• _Provided data_:
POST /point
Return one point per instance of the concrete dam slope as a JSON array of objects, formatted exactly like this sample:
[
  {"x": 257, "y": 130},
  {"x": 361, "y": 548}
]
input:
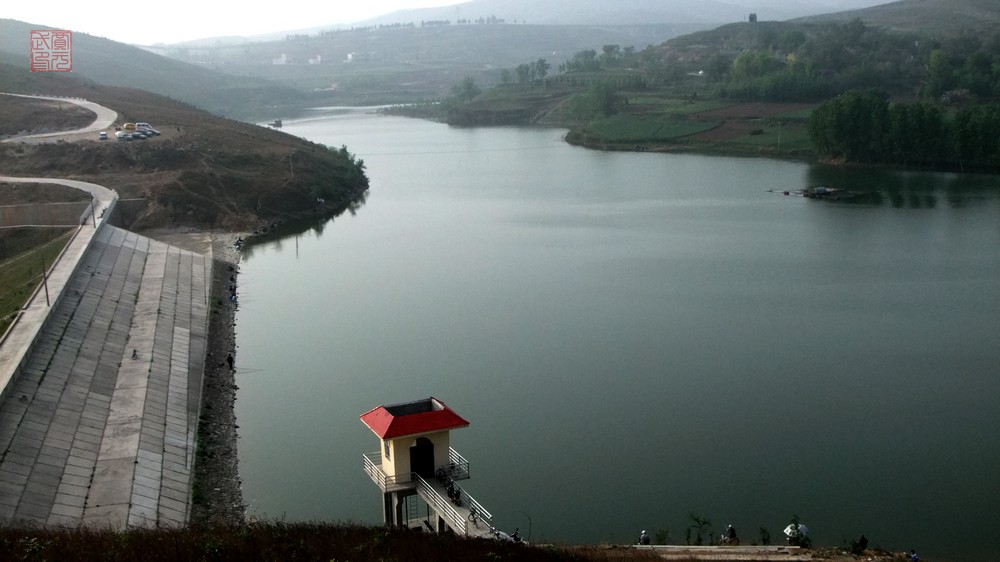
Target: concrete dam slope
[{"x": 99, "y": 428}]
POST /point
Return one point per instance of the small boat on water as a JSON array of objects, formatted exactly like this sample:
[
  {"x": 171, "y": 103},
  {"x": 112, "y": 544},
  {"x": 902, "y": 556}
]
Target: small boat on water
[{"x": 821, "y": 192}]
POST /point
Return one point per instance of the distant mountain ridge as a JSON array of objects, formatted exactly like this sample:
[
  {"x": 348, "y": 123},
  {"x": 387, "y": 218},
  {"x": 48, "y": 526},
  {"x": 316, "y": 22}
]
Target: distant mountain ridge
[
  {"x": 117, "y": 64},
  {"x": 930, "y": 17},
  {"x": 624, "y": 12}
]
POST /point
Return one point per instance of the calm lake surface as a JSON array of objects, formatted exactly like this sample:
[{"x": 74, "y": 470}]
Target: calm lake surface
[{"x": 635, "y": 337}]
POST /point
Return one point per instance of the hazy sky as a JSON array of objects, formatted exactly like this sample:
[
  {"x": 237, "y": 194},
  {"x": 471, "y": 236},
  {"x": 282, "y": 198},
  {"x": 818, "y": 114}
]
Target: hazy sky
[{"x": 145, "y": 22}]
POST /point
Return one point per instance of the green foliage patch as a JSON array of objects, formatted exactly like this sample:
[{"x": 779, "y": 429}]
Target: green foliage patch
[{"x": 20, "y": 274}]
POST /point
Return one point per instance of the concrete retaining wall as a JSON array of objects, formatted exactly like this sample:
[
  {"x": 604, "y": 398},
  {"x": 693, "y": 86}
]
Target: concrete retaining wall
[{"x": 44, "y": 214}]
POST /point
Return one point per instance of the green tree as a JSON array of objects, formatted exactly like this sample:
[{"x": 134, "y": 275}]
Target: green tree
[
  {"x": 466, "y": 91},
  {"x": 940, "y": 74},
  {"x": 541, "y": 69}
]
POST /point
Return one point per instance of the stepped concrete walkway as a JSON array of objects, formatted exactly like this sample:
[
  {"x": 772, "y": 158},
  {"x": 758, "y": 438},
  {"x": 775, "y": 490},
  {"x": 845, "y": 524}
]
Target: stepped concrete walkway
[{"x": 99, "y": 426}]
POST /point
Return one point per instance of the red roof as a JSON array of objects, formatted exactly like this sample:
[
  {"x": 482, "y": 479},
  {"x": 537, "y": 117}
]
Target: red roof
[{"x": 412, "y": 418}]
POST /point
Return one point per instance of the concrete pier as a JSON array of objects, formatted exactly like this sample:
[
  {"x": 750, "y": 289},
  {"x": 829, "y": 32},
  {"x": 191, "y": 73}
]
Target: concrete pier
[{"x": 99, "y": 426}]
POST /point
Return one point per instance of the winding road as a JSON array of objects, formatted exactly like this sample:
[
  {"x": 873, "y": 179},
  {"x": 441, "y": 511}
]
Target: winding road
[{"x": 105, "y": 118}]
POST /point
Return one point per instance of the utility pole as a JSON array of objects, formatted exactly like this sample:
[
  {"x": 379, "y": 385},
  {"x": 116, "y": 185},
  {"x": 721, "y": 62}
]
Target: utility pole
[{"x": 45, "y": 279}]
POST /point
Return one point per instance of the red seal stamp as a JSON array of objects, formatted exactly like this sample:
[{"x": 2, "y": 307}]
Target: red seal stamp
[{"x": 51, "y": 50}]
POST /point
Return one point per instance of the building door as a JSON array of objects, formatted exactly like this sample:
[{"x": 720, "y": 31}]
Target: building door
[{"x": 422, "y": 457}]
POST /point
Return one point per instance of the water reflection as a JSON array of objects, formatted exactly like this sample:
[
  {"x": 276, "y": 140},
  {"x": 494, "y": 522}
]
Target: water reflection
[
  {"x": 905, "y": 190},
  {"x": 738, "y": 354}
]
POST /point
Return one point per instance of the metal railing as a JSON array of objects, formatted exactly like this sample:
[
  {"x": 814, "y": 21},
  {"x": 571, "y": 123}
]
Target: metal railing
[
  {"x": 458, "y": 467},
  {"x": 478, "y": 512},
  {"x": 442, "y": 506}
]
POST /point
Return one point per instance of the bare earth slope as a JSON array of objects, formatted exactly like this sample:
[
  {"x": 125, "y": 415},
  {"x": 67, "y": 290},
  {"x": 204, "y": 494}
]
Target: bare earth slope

• _Exercise_:
Only lines with the word "bare" belong in the answer; copy each of them from the material above.

• _Answer_:
Return one point per instance of the bare earth slope as a JSON array of objects, formatted exactly like this sample:
Target: bare earth slope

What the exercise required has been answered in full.